Input -
# # #
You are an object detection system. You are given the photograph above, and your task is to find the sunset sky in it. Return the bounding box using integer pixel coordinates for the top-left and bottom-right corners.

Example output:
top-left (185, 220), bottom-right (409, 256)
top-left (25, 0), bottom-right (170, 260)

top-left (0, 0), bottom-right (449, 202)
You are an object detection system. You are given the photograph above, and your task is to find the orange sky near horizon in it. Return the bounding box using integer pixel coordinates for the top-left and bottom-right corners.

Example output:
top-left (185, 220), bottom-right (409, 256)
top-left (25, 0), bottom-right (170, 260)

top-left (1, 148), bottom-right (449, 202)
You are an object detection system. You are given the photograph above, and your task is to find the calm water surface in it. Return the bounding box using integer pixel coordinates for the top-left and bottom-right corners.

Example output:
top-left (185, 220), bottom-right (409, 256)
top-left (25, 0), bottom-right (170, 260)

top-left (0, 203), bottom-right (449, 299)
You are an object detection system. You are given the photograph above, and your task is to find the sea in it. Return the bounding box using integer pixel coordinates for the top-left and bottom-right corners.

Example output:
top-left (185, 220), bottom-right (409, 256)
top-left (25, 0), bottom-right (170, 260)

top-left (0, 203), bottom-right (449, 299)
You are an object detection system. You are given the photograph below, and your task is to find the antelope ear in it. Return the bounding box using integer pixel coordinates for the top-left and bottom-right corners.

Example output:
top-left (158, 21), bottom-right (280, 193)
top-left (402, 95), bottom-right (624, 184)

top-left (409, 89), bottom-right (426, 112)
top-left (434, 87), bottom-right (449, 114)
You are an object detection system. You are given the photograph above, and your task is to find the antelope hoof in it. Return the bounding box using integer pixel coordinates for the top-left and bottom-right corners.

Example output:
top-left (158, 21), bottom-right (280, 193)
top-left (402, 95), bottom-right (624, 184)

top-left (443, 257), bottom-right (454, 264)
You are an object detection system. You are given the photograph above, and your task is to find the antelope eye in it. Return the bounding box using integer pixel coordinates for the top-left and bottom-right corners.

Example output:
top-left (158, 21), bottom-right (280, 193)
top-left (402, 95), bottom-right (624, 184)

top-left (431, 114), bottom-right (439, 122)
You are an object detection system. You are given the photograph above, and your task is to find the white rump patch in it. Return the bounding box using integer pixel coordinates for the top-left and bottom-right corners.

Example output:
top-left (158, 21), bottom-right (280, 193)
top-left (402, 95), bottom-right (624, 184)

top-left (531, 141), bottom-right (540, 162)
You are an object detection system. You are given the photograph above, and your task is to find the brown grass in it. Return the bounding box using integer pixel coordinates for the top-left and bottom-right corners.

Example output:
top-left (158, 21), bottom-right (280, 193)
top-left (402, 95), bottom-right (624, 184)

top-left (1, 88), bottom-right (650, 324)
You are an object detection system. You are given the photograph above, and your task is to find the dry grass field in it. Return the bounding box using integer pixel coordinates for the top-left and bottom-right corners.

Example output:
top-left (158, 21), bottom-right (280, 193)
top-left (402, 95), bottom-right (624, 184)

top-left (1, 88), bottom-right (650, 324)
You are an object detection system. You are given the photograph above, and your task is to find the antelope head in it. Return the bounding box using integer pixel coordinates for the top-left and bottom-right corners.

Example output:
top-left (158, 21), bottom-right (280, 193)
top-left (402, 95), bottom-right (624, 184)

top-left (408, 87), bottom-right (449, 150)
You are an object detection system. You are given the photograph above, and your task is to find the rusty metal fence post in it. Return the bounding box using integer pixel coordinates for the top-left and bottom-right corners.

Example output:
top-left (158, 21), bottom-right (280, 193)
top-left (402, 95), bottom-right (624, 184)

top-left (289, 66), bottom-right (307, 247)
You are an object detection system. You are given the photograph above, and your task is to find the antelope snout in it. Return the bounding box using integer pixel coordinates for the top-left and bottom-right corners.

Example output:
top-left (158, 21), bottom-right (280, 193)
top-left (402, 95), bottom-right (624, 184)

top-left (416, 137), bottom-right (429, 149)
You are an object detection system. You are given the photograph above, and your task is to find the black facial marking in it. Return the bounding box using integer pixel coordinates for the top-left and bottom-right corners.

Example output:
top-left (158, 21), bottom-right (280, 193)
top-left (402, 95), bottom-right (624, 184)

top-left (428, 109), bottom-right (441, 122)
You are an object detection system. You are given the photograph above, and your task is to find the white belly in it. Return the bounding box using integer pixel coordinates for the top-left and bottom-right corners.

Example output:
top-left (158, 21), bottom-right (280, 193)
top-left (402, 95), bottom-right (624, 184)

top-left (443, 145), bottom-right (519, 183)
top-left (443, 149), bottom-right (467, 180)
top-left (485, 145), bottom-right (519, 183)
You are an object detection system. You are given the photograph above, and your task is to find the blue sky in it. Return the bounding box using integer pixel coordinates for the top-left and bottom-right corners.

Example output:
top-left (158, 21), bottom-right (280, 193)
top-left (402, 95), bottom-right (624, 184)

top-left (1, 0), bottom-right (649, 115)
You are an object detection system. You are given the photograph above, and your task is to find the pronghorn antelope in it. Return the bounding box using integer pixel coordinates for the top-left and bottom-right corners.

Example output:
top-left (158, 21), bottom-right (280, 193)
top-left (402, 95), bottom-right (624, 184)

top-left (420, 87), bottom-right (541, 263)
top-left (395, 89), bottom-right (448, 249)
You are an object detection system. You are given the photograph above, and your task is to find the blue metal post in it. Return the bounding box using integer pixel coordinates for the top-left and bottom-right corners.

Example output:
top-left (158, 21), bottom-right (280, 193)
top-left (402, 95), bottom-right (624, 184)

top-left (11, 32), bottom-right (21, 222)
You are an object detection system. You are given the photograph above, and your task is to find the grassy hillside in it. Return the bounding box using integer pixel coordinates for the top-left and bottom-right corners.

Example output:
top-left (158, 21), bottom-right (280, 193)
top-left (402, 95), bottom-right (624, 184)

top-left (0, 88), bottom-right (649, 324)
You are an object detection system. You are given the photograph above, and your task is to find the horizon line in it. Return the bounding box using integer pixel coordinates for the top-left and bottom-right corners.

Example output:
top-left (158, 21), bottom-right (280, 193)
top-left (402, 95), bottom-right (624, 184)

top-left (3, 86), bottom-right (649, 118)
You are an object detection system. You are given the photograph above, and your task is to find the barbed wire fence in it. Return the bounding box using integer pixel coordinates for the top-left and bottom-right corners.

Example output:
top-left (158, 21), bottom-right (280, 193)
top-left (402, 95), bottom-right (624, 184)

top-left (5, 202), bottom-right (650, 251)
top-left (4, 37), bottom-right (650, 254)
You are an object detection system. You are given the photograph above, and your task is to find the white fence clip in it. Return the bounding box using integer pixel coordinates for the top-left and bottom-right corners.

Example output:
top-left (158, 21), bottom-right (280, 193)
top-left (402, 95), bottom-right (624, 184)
# # #
The problem - Output the full listing above once again, verbatim.

Task response -
You are an object detection system. You are given the photograph above, and your task is to find the sunset sky in it. Return the bounding box using integer pixel coordinates for the top-left and bottom-right corners.

Example output:
top-left (185, 220), bottom-right (409, 256)
top-left (25, 0), bottom-right (170, 260)

top-left (0, 0), bottom-right (449, 202)
You are an object detection system. You are given the photograph above, and your task is to find the orange sky near horizon in it. Return the bounding box using integer pixel coordinates for the top-left and bottom-right corners.

Example output:
top-left (185, 220), bottom-right (409, 256)
top-left (25, 0), bottom-right (170, 260)

top-left (1, 148), bottom-right (449, 202)
You are an object detection system. You are given the photograph above, and your task is to find the calm water surface in it. Return the bounding box using integer pixel coordinates for the top-left and bottom-right corners.

Example output:
top-left (185, 220), bottom-right (409, 256)
top-left (25, 0), bottom-right (170, 260)

top-left (0, 203), bottom-right (449, 299)
You are an object detection system. You are given the photograph above, and your task is to find the sea in it. Return the bounding box using integer pixel coordinates for the top-left and bottom-right corners.

Example output:
top-left (185, 220), bottom-right (409, 256)
top-left (25, 0), bottom-right (170, 260)

top-left (0, 203), bottom-right (449, 299)
You are an object detection system. You are given the photograph below, and your task is to find the antelope ear in it. Return the bounding box using integer pixel coordinates for the top-left and bottom-right corners.

Example output:
top-left (158, 21), bottom-right (280, 193)
top-left (402, 95), bottom-right (624, 184)

top-left (409, 89), bottom-right (426, 112)
top-left (434, 87), bottom-right (449, 114)
You are an object detection system. You are given the photograph above, and your task is to find the antelope hoof in it. Return the bounding box using integer pixel coordinates for the top-left and bottom-right corners.

Example output:
top-left (158, 21), bottom-right (280, 193)
top-left (402, 95), bottom-right (624, 184)

top-left (443, 257), bottom-right (454, 264)
You are an object detection system. You are given the photograph above, and your task is to find the antelope eye in it. Return the bounding box using integer pixel coordinates for the top-left and bottom-right corners.

Example output:
top-left (158, 21), bottom-right (280, 193)
top-left (402, 95), bottom-right (624, 184)

top-left (431, 114), bottom-right (439, 122)
You are an object detection system. You are given the photograph above, and your task is to find the white rump patch in it. Return the bounding box using integer pixel coordinates for the top-left and bottom-right corners.

Example output:
top-left (158, 21), bottom-right (280, 193)
top-left (402, 95), bottom-right (624, 184)

top-left (531, 141), bottom-right (540, 162)
You are an object detection system. You are given the photograph above, and your task is to find the brown grass in it. Return the bounding box using integer pixel coordinates for the top-left and bottom-right corners.

Example output:
top-left (158, 21), bottom-right (280, 193)
top-left (402, 95), bottom-right (624, 184)

top-left (1, 88), bottom-right (650, 324)
You are an object detection system. You are given the photograph above, and your task is to find the dry grass field in it. Return the bounding box using integer pixel coordinates for the top-left and bottom-right corners.

Example output:
top-left (158, 21), bottom-right (280, 193)
top-left (402, 95), bottom-right (624, 184)

top-left (1, 88), bottom-right (650, 324)
You are an object detection system. You are given the photograph above, and your task is to find the antelope head in it. Return the bounding box using integer pixel coordinates for the top-left and bottom-right corners.

Example output:
top-left (158, 21), bottom-right (280, 193)
top-left (402, 95), bottom-right (624, 184)

top-left (408, 87), bottom-right (449, 150)
You are an object detection system. You are given the photograph above, and your task is to find the rusty metal fence post in it. Return the bounding box using integer pixel coordinates for the top-left and bottom-right corners.

Example output:
top-left (158, 21), bottom-right (280, 193)
top-left (402, 95), bottom-right (624, 184)

top-left (289, 66), bottom-right (307, 247)
You are an object detection system. You are given the photograph above, and your task is to find the antelope snout in it. Return the bounding box using integer pixel coordinates for the top-left and bottom-right corners.

Example output:
top-left (158, 21), bottom-right (280, 193)
top-left (402, 95), bottom-right (624, 184)

top-left (416, 137), bottom-right (429, 149)
You are an object detection system. You are given the photograph above, and your task is to find the black facial marking in it. Return the bounding box using integer pixel coordinates for the top-left and bottom-right corners.

Example output:
top-left (158, 21), bottom-right (280, 193)
top-left (402, 95), bottom-right (624, 184)

top-left (428, 109), bottom-right (441, 122)
You are an object detection system. You are given the photograph above, and your task is to find the white belly in it. Return the bounding box using integer pixel coordinates for the top-left and bottom-right corners.

Example output:
top-left (158, 21), bottom-right (280, 193)
top-left (402, 95), bottom-right (624, 184)

top-left (443, 145), bottom-right (519, 183)
top-left (443, 149), bottom-right (467, 180)
top-left (485, 145), bottom-right (519, 183)
You are an object detection system. You are given the photograph above, and your task is to find the blue sky in it. Return the bounding box using integer pixel coordinates for the top-left and bottom-right corners.

Example output:
top-left (158, 21), bottom-right (280, 193)
top-left (402, 95), bottom-right (624, 184)

top-left (1, 0), bottom-right (649, 115)
You are an object detection system. You are given the photograph above, and your task is to find the pronghorn antelope in it. Return the bounding box using integer pixel coordinates for the top-left and bottom-right corners.

Example output:
top-left (158, 21), bottom-right (280, 193)
top-left (402, 95), bottom-right (624, 184)

top-left (420, 87), bottom-right (541, 263)
top-left (395, 89), bottom-right (448, 249)
You are an object detection system. You are given the photograph above, and your task is to find the blue metal post in it. Return the bounding box using integer pixel coordinates for the top-left and bottom-right corners.

Example output:
top-left (158, 21), bottom-right (280, 193)
top-left (402, 95), bottom-right (624, 184)

top-left (11, 32), bottom-right (21, 222)
You are an object detection system. You are given the photograph above, and your task is to find the grassy hillside in it. Return the bounding box using integer pixel coordinates for the top-left and bottom-right corners.

Example output:
top-left (158, 21), bottom-right (280, 193)
top-left (402, 95), bottom-right (624, 184)

top-left (0, 88), bottom-right (649, 324)
You are an object detection system. You are given the photograph above, and your task is to find the horizon line in it. Return the bounding box using integer pixel coordinates for the top-left and bottom-right corners.

Example output:
top-left (158, 21), bottom-right (280, 193)
top-left (402, 95), bottom-right (624, 184)

top-left (3, 86), bottom-right (649, 118)
You are an object detection system. You are given the photograph above, and your task is to find the barbed wire fence in it. Return the bounding box using integer pixel coordinates for the top-left and bottom-right corners.

Example output:
top-left (158, 21), bottom-right (280, 193)
top-left (402, 95), bottom-right (624, 184)

top-left (5, 202), bottom-right (650, 251)
top-left (4, 37), bottom-right (650, 254)
You are an object detection system. You are given the photograph above, and your task is to find the white fence clip in it. Return the bounding box using integer pixel coordinates for the top-left and bottom-right corners.

Example output:
top-left (158, 21), bottom-right (280, 193)
top-left (402, 95), bottom-right (624, 184)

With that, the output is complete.